» **Extract to read**
## begin

Yeah, I'd say he's ok You wouldn't believe the stunts my puppy pulled when he was little. He's fearless and has a very high pain threshold, so he was always jumping off things that were too high for him, falling and landing head first on concrete and running to catch something and then hitting the wall. He was also very uncoordinated, so he was always falling off my lap and generally just falling over. Never been injured, somehow.


----------



## eliza (Jun 6, 2011)

he sounds like he's alright, but as jare said, at any sight of pain i'd take him to the vet.. jasmine tries to pull those stunts of wiggling her way out of arms all the time.. she'd much rather be a puppy and play than be loved on 24-7, haha.


----------



## shaunna (Jul 14, 2011)

You are so lucky he seems ok! My yorkie was not so lucky when she was a pup, and I didn't even drop her. I kinda let her pounce off my hand as I was putting her on the ground and she landed a little off balance. She broke her leg, $5000 vet bill because she had to see a specialist *sigh*


----------



## KodiBarracuda (Jul 4, 2011)

He sounds he is ok.

## end

» **Goal a**
Gather every line of the records that contains the word "wall", with case counting.
The forum thread about the puppy has no connection to the records.

» **Stored data**
## begin

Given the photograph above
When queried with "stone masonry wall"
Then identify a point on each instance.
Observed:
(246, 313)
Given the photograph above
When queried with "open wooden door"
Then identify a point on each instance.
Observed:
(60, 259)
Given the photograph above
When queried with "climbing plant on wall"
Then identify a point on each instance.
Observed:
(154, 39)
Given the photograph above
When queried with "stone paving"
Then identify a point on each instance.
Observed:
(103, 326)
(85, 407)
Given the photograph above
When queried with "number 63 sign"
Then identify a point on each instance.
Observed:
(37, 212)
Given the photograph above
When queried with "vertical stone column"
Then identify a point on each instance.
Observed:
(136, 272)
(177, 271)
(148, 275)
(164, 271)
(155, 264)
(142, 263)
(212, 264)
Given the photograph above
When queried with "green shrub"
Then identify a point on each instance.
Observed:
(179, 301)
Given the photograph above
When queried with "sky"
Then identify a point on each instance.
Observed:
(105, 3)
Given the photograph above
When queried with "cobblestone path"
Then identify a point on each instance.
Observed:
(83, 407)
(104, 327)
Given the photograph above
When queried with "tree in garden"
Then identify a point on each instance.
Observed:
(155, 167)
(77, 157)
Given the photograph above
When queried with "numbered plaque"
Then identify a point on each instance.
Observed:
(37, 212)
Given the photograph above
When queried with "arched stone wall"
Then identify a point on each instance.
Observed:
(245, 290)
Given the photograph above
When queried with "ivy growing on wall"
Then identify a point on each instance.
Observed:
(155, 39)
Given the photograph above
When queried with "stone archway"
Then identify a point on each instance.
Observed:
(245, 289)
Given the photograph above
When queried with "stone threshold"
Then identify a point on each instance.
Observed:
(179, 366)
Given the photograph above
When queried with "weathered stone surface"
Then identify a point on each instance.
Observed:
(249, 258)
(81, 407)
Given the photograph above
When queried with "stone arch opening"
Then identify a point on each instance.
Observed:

## end

» **Goal b**
Reproduce the entire forum thread about the puppy's stunts above, word for word.

» **Finished answer a**
When queried with "stone masonry wall"
When queried with "climbing plant on wall"
When queried with "arched stone wall"
When queried with "ivy growing on wall"

» **Finished answer b**
Yeah, I'd say he's ok You wouldn't believe the stunts my puppy pulled when he was little. He's fearless and has a very high pain threshold, so he was always jumping off things that were too high for him, falling and landing head first on concrete and running to catch something and then hitting the wall. He was also very uncoordinated, so he was always falling off my lap and generally just falling over. Never been injured, somehow.


----------



## eliza (Jun 6, 2011)

he sounds like he's alright, but as jare said, at any sight of pain i'd take him to the vet.. jasmine tries to pull those stunts of wiggling her way out of arms all the time.. she'd much rather be a puppy and play than be loved on 24-7, haha.


----------



## shaunna (Jul 14, 2011)

You are so lucky he seems ok! My yorkie was not so lucky when she was a pup, and I didn't even drop her. I kinda let her pounce off my hand as I was putting her on the ground and she landed a little off balance. She broke her leg, $5000 vet bill because she had to see a specialist *sigh*


----------



## KodiBarracuda (Jul 4, 2011)

He sounds he is ok.